Passage for review:
□ □ □ □ □ □ □

Personal information
- Born: 22 January 1983 (age 43) Holbrook, New South Wales
- Original teams: Holbrook, North Shore (Sydney AFL)
- Debut: Round 15, 2003, Geelong vs. Richmond, at Telstra Dome
- Height: 198 cm (6 ft 6 in)
- Weight: 100 kg (220 lb)

Playing career^{1}
- Years: Club / Games (Goals)
- 2003–2007: Geelong / 52 (29)
- 2008–2010: Sydney Swans / 16 (14)
- Total:  / 68 (43)
- ^{1} Playing statistics correct to the end of 2010.

Career highlights
- VFL 2007 Premiership; VFL 2002 Premiership; NAB Cup 2006 Premiership; TAC Cup NSW/ACT Rams captain 2001; NSW/ACT U18 2001;

= Henry Playfair =

Henry Playfair (born 22 January 1983) is a former Australian rules footballer who played for the Geelong Football Club and Sydney Swans in the Australian Football League (AFL). Playfair grew up in and played his junior football with Holbrook in the Riverina region of New South Wales.

==Career==
Drafted by the Geelong Cats in the 2001 AFL draft at pick number 41, he debuted in Round 15 of the 2003 season at Telstra Dome. He was one of Geelong's main players in the 2005 AFL season, however a series of injuries hampered his performance in 2006. He was a key forward who also played the positions of back and ruck.

Playfair was an integral part of the Cats 2007 VFL premiership team, along with players such as Charlie Gardiner, Brent Prismall and Tom Lonergan.

Due to a lack of opportunities, and moving into the prime of his career, Playfair asked to be traded to the Sydney Swans in 2008 and was traded in exchange for a third round draft pick. He moved back to his home state in an attempt to get more AFL playing opportunities.

□ □ □ □ □ □ □

Data extracts:

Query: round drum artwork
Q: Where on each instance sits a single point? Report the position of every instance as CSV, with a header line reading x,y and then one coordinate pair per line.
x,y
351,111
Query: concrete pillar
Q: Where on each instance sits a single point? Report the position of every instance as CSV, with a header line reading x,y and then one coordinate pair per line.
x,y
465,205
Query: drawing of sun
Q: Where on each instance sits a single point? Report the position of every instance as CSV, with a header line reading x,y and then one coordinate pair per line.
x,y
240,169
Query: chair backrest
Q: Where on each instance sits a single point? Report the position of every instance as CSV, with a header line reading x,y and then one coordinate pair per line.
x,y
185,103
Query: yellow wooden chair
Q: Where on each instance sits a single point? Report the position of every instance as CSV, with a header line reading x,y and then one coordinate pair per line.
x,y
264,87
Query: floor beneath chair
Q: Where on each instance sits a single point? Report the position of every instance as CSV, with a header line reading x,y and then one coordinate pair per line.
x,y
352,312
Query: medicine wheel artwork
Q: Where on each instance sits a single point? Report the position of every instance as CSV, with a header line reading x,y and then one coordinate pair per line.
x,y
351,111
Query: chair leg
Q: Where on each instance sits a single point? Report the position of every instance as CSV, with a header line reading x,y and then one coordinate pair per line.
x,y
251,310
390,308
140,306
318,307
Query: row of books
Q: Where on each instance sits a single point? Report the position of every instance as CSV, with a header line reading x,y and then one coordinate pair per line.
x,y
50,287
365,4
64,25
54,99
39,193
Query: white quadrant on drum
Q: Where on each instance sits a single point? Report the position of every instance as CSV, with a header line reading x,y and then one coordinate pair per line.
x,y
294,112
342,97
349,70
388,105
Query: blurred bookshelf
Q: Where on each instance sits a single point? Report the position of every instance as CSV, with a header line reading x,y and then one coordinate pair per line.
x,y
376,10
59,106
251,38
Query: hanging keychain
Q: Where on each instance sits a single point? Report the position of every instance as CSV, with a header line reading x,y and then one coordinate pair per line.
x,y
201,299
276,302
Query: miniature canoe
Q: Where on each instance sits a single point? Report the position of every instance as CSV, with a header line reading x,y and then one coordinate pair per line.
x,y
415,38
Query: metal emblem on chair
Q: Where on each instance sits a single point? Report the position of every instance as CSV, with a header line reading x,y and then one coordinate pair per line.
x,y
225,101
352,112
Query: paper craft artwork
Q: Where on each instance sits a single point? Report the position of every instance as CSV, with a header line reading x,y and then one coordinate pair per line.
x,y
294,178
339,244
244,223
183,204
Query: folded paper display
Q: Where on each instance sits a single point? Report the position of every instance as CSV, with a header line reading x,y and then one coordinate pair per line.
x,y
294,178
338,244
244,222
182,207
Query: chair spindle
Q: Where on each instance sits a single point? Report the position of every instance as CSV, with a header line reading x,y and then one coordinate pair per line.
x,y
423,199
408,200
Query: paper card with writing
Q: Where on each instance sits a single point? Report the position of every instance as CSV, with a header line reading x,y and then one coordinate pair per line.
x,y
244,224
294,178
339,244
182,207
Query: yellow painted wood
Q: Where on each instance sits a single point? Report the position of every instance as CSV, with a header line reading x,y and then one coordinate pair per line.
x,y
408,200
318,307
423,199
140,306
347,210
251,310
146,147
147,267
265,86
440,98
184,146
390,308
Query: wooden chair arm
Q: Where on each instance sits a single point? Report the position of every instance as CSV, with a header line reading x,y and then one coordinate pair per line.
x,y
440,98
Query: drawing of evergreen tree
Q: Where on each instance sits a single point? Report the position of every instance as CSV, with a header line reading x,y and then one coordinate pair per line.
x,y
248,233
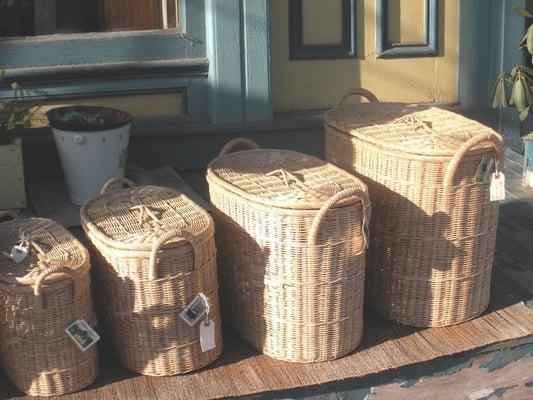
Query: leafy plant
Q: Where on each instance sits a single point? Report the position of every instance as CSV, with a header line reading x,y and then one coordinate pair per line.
x,y
17,113
519,81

□ □ □ □ □ □ □

Work instructions:
A) In the article on Henry Playfair, at what pick number was he drafted by Geelong in the 2001 AFL draft?
B) Using the article on Henry Playfair, say whether each statement agrees with it: (i) Playfair played his junior football with Holbrook. (ii) Playfair was traded to the Sydney Swans in exchange for a second round draft pick. (iii) Playfair made his debut at Telstra Dome.

Outputs for the tasks:
A) Pick number 41.

B)
(i) Yes: "played his junior football with Holbrook in the Riverina region of New South Wales"
(ii) No: "was traded in exchange for a third round draft pick"
(iii) Yes: "he debuted in Round 15 of the 2003 season at Telstra Dome"